> [LISTING]:
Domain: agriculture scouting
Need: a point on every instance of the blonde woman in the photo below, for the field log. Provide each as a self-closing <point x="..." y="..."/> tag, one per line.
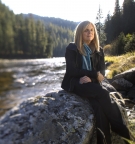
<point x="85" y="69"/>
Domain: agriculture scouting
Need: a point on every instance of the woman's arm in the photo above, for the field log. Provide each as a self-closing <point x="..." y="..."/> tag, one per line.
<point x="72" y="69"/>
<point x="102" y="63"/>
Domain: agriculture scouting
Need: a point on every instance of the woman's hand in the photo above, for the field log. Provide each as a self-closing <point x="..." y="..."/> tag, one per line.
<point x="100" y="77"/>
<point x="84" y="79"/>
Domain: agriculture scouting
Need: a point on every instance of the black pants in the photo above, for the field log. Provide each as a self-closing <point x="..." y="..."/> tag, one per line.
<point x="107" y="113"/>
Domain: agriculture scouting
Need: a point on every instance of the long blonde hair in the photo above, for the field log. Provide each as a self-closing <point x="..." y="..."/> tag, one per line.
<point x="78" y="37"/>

...

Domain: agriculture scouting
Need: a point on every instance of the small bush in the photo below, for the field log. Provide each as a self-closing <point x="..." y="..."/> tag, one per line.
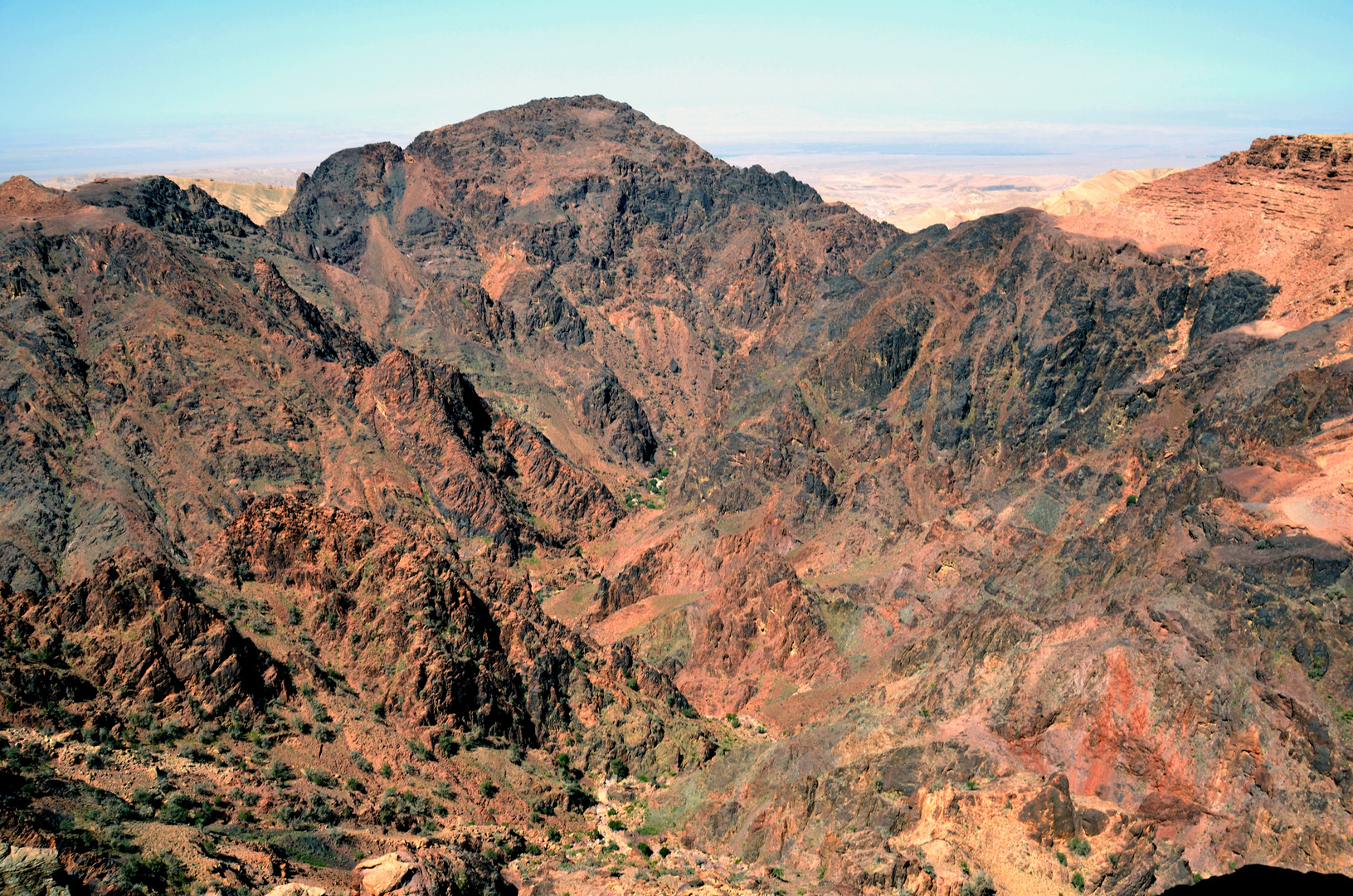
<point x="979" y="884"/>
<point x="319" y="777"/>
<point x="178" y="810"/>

> [WRITTEN TASK]: Please pick out every line in the items above that contains the string "field", and copy each one.

> [THE SOLUTION]:
Need: a point on every instance of the blonde woman in the photo below, for the field log. Provide each as a self-closing <point x="..." y="..."/> tag, one per line.
Need: a point on every instance of the woman's arm in the photo above, for the field log. Provide each as a self-closing <point x="..." y="..."/> tag, one per line.
Need: a point on every instance of the woman's hand in the photo above, for the field log. Provide each as a self-closing <point x="..." y="..."/> tag, one per line.
Need: a point on every instance of the black pants in the photo above, for the field log. Provide each as a self-closing <point x="..." y="..."/> tag, one per line.
Need: a point on every instance of the long blonde hair in the photo above, for the field log. Provide each as a self-closing <point x="..." y="..."/> tag, one per line.
Need: a point on every instance of the small bush in the photo below, for the field log. Provide each as a self-closing <point x="..." y="..."/> tag, one per line.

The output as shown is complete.